Source document:
--*--

Spot the Frippet: cherub.

A cherub is a type of angel, but how senior an angel a cherub is depends upon which God they happen to be attending. They can be in either the second or ninth rank (the ninth rank is second from bottom).

A cherub's distinctive gift, it has been said, is knowledge, and one of their main jobs is guarding things, particularly the entrance to the garden of Eden.

There are other distinctive things about cherubs (or cherubim, if you prefer). The fact that they have two pairs of wings tends to make them stand out in a crowd, and the four faces (lion, ox, human, eagle) is also a bit of a give-away. Their hooves, it is said, are of polished brass (I wonder who polishes the hooves of a cherub?).

Having said that, there are those who say the cherubs they have spotted look more like small fat winged toddlers which sometimes dissolve into cloud below the chest.

So how do you spot a cherub?

--*--

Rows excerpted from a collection
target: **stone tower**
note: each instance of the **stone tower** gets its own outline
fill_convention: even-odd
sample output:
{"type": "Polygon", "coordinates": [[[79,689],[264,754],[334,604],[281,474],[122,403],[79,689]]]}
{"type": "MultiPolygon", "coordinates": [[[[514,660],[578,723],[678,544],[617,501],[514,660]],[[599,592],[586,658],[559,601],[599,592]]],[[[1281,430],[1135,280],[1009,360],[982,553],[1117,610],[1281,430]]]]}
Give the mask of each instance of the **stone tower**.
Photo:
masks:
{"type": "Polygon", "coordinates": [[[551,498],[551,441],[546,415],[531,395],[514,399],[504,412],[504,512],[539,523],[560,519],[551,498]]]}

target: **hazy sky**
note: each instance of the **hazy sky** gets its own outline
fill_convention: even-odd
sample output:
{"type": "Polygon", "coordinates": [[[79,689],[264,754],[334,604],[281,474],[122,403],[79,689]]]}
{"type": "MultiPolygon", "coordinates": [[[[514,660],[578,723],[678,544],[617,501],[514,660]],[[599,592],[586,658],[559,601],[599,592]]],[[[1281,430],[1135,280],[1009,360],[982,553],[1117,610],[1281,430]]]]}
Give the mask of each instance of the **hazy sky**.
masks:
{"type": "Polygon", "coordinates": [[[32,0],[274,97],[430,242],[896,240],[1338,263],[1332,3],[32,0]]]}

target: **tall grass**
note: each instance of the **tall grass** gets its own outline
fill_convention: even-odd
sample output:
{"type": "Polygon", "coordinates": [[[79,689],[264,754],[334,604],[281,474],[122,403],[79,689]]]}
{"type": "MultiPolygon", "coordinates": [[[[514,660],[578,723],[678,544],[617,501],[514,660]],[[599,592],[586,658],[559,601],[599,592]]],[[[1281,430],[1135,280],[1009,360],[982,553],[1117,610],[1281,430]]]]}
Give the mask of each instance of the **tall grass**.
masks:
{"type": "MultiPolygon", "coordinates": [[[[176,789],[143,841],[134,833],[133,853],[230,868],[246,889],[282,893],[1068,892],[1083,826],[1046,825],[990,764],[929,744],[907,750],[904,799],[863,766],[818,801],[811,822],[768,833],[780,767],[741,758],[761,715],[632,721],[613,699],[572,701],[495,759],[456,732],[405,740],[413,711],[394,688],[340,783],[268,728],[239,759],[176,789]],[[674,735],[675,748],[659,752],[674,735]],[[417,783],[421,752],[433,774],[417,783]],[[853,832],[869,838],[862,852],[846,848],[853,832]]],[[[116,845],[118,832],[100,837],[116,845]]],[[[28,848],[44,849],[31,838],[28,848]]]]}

--*--

To be done:
a. Answer these questions about the text on cherubs:
(i) In which ranks of angel can a cherub be?
(ii) Which entrance are cherubs said to guard in particular?
(iii) What are a cherub's hooves said to be made of?
b. Please resume the text on cherubs, picking up right after its final line.
The rows aren't needed for anything here.

The responses:
a.
(i) The second or the ninth rank.
(ii) The entrance to the garden of Eden.
(iii) Polished brass.

b.
Well, you get them carved onto buildings and walls: 

photo by Wolfgang Sauber

and they often appear in illustrations:

File:Wenceslas Hollar - Concert of cherubs in the clouds.jpg
illustration by Wenceslas Hollar

and because very young people are all very beautiful:

File:Portrait of a toddler girl seated on a patterned rug on the grass (AM 76336-1).jpg
Auckland Museum collection

 they are quite often called cherubs.

Anyone hoping to find anything else angelic about them may be disappointed, so I would advise observing them rather briefly, and at a distance.

Spot the Frippet: cherub. The Assyrian word kirubu means great or mighty. The Babylonian word karâbu might have the same sort of meaning, or might mean propitious. There's also an Assyrian word kāribu, which are beings who convey messages to the gods. The word came into English through Hebrew, hence the -im plural ending.